━━━ Exercise passage

Here's how dirty your cell phone really is

Your phone is disgusting. Think about it. You take it everywhere, touch it all the time, and non-millennials even talk on it, placing the whole device near your nose and mouth. This is the same phone most people also take into the bathroom. A 2017 study in the U.S. National Library of Medicine confirms bacterial contamination, noting that of the phones it studied, "potentially pathogenic microbes including Staphylococcus aureus, Acinetobacter spp., Pseudomonas spp., Bacillus cereus and Neisseria flavescens were found." In laymen's terms — that's a whole lot of yuck.

And now with the current health concern of a worldwide pandemic due to the novel coronavirus that causes COVID-19, transmitting these germs just can't happen. The CDC recommends cleaning and sanitizing all high-touch surfaces, and that definitely includes a cell phone. The Guardian says we spend an average of three hours and 15 minutes daily using our cell phones. Unless you make really long phone calls, much of that time is likely texting or social media, meaning you touch that phone a lot.

The right way to clean your cell phone

"Cleaning your cell phone is a far more effective preventative measure than something like wearing a face mask," Debra Goff told Prevention. Goff, a Pharm.D., is a founding member of the Antimicrobial Stewardship Program at The Ohio State University Wexner Medical Center, and recent appointee to the World Health Organization antimicrobial stewardship program. But just like hand washing, chances are you've been doing it all wrong and cleaning your phone ineffectively.

━━━━━━
━━━ Exercise data

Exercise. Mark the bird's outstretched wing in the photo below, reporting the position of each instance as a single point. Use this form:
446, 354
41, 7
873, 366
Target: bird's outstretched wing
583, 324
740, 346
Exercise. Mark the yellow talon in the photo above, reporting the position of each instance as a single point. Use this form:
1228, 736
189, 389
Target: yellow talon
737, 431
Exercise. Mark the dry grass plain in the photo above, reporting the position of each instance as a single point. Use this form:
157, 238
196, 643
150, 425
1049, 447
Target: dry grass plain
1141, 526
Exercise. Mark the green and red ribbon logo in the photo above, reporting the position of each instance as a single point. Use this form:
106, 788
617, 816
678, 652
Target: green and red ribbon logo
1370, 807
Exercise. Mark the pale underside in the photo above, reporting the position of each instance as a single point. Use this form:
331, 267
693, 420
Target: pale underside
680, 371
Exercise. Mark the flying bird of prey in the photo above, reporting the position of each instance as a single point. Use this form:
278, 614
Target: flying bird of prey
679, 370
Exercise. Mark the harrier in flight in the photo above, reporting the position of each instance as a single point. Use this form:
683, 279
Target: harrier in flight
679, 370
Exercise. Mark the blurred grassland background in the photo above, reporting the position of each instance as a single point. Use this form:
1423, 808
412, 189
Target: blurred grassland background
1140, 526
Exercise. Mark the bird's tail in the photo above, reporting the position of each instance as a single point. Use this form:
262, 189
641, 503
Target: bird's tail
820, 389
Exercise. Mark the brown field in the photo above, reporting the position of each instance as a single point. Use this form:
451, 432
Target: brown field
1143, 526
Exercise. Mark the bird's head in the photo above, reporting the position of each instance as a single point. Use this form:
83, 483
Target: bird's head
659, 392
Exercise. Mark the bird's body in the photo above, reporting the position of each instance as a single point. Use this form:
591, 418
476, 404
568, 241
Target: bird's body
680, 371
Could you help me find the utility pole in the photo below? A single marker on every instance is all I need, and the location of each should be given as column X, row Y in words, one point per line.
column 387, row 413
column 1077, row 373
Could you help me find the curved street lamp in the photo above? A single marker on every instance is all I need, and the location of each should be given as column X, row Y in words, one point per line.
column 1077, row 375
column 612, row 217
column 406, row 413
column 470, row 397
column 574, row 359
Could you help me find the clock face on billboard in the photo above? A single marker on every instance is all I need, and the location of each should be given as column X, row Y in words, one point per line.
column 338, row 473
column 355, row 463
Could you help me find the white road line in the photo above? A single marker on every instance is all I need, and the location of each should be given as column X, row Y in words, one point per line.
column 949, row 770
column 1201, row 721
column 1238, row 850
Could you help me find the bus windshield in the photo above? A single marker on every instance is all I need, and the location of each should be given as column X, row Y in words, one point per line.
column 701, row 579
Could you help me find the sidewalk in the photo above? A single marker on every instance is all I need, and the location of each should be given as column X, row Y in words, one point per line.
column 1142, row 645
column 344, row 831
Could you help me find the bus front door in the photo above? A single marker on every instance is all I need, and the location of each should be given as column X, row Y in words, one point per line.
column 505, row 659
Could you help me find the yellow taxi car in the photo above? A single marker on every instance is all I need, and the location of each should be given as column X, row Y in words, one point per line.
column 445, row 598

━━━━━━

→ Activities:
1. According to the text on cell phone cleanliness, how much time does The Guardian say people spend using their cell phones each day?
2. From the text on cell phone cleanliness, set down word for word the passage that begins at the words "Your phone is" and stops after the words "lot of yuck.".

→ Answers to the tasks:
1. An average of three hours and 15 minutes daily.

2.
Your phone is disgusting. Think about it. You take it everywhere, touch it all the time, and non-millennials even talk on it, placing the whole device near your nose and mouth. This is the same phone most people also take into the bathroom. A 2017 study in the U.S. National Library of Medicine confirms bacterial contamination, noting that of the phones it studied, "potentially pathogenic microbes including Staphylococcus aureus, Acinetobacter spp., Pseudomonas spp., Bacillus cereus and Neisseria flavescens were found." In laymen's terms — that's a whole lot of yuck.